> [Extracted text]
"""
What is Agent Orange?

The United States military sprayed nearly 20,000,000 U.S. gallons (75,700,000 L) of chemical herbicides and defoliants in Vietnam, eastern Laos, and parts of Cambodia as part of the aerial defoliation program known as Operation Ranch Hand.

Agent Orange was used by the United States Military to defoliate the jungle and disrupt the food supply during the Vietnam War. Agent Orange was an equal mixture of 2,4-dichlorophenoxyacetic acid (2,4-d), and 2,4,5 trichlorophenoxyacetic acid (2,4,5-T). The 2,4,5-T contained Dioxin (TCDD), a industrial byproduct. Dioxin is highly toxic and can cause reproductive and developmental problems, damage the immune system, interfere with hormones and also cause cancer.

Despite dozens of scientific studies that link the toxic pesticide 2,4-D (2,4-dichlorophenoxy acetic acid) to cancer and other health risks such as cell damage, hormonal interference, and reproductive problems, it is still used in excessive amounts in the United States today.

Agent Orange was named for the orange stripe around the center of the fifty-five gallon drum it was stored in. There were many variants of herbicides used during the war also named for the stripe color around the barrel, including Agent Orange, Blue, White, Green, and Pink. Agent Orange is the term used to represent the rainbow herbicides.

First Hand Exposure

Anyone who was exposed to Agent Orange directly is considered to have first hand exposure to Agent Orange. This group is also considered first generation Agent Orange Victims.

EXAMPLES (NOT ALL ARE RECOGNIZED OR COMPENSATED)
"""
> [Listed records]
"""
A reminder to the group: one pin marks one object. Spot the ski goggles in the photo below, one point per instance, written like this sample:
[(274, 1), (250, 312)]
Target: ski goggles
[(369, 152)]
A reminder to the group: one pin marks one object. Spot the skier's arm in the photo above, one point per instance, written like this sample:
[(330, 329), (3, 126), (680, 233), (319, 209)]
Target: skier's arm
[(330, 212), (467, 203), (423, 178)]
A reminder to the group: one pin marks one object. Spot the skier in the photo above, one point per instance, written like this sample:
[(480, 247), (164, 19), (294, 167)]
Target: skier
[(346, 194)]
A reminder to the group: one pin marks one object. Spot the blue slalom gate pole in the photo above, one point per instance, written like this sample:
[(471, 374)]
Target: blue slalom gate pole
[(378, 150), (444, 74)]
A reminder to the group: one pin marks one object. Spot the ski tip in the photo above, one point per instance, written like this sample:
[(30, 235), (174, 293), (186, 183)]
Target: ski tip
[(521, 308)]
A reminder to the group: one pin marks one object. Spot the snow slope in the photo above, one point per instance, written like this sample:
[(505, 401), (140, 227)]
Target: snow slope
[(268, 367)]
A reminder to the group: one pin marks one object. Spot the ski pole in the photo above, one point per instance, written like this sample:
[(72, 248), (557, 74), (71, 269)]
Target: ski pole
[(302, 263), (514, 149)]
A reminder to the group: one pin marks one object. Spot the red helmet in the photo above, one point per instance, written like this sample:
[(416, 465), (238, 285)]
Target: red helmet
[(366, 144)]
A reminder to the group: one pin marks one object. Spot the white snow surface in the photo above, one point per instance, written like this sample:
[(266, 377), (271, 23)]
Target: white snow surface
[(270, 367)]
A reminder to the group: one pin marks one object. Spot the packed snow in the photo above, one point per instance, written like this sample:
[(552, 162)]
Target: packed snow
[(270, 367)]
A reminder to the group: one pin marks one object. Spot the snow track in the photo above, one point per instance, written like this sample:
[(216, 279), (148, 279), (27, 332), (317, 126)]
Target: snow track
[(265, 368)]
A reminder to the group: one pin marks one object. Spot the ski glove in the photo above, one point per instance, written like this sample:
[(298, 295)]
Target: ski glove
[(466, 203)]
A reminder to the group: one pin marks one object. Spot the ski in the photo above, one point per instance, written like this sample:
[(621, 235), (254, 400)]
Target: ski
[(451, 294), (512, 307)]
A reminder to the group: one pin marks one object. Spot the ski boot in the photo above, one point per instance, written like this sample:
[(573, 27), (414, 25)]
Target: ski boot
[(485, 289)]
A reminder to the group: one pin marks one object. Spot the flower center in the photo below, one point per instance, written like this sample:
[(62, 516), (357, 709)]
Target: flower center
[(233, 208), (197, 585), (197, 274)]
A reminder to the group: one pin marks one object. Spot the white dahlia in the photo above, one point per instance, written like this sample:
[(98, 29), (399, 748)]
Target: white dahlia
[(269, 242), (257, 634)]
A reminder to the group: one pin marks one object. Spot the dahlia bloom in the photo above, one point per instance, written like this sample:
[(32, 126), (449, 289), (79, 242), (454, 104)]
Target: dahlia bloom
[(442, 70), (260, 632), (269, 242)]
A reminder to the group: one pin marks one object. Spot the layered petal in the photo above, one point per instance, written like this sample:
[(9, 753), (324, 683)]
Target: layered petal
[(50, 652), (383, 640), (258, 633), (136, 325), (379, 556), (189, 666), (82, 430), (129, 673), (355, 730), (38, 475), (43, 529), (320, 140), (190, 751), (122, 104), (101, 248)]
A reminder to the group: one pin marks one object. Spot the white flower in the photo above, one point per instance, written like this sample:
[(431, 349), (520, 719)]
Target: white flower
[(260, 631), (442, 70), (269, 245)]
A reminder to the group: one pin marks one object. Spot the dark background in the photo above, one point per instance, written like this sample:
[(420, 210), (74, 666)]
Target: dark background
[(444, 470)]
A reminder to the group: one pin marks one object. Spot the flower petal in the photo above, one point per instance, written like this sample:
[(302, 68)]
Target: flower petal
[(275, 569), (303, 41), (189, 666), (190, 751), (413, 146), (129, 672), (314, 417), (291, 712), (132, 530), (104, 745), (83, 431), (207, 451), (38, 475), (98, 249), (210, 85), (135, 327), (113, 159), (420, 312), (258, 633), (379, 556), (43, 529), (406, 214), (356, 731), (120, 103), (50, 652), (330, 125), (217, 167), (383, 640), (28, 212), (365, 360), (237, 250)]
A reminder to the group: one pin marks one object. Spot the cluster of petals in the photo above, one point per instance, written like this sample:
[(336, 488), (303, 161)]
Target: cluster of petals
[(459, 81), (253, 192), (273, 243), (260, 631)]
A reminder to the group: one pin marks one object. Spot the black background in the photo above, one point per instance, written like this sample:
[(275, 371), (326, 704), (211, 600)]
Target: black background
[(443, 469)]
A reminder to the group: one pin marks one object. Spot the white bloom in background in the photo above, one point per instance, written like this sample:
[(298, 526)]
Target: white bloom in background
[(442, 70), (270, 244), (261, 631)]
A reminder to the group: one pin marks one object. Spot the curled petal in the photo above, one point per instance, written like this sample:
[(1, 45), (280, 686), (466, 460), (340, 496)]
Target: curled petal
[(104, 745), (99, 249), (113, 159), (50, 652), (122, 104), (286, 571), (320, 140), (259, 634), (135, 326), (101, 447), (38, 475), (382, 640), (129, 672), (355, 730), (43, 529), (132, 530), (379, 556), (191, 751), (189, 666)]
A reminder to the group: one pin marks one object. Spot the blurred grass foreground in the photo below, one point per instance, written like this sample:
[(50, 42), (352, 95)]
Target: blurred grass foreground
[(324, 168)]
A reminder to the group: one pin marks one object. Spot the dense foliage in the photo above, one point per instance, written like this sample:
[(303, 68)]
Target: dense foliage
"""
> [Exercise]
According to the text on Agent Orange, what gave Agent Orange its name? The data is not needed for the work that comes next.

> [Solution below]
The orange stripe around the center of the fifty-five gallon drum it was stored in.